Transcribe the stretch from "Mark probably ended" through "nothing to anyone." in the Easter Sunday piece below.

Document section:

══════════

Texts on Easter Sunday, April 16, 2006
Isaiah 25: 6-9; Mark 16: 1-8

Mark probably ended his gospel like that. “Terror and amazement had them, and they said nothing to anyone, for they were afraid.” No stories of the appearances of the risen Lord, no conversations, no miracles, no ascending on high. Just an angel’s assurance to the women that the grave is not where Jesus is, for he has gone before you to Galilee, and you will see him, just as he had said. And they fled, afraid, and said nothing to anyone.

Church people added other endings to Mark’s story. Perhaps they found this too stark, or not useful for Sunday school. You can read the added verses, 9-20 on your own. For now, feel the effect of the story as its author meant to end it. You have the angel’s word and the women’s wordlessness. Which won out? The Word, obviously. When? When an experience of the Word–these angel promises–moved from the ear to the heart, saying, Something wonderful has happened. On some day after the death of hope, after the empty tomb and the ripple in the air from the Spirit (which we call angels’ words) something wonderful had happened to affirm for them that death has lost its power and only Love lives. Not the idea of love. Not the Hallmark card of love, or your grandmother’s sweet way in love, or your best friend’s. But God who is Love lives: Godself risen to Love in the flesh, now in their flesh who felt pierced by Love’s rising to them, in them, and themselves raised from their own death, and fear of death, to live with Love.

══════════

Dataset extract:
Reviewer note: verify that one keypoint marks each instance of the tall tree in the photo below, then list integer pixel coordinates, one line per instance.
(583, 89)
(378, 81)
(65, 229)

══════════

Response to this exercise:
Mark probably ended his gospel like that. “Terror and amazement had them, and they said nothing to anyone, for they were afraid.” No stories of the appearances of the risen Lord, no conversations, no miracles, no ascending on high. Just an angel’s assurance to the women that the grave is not where Jesus is, for he has gone before you to Galilee, and you will see him, just as he had said. And they fled, afraid, and said nothing to anyone.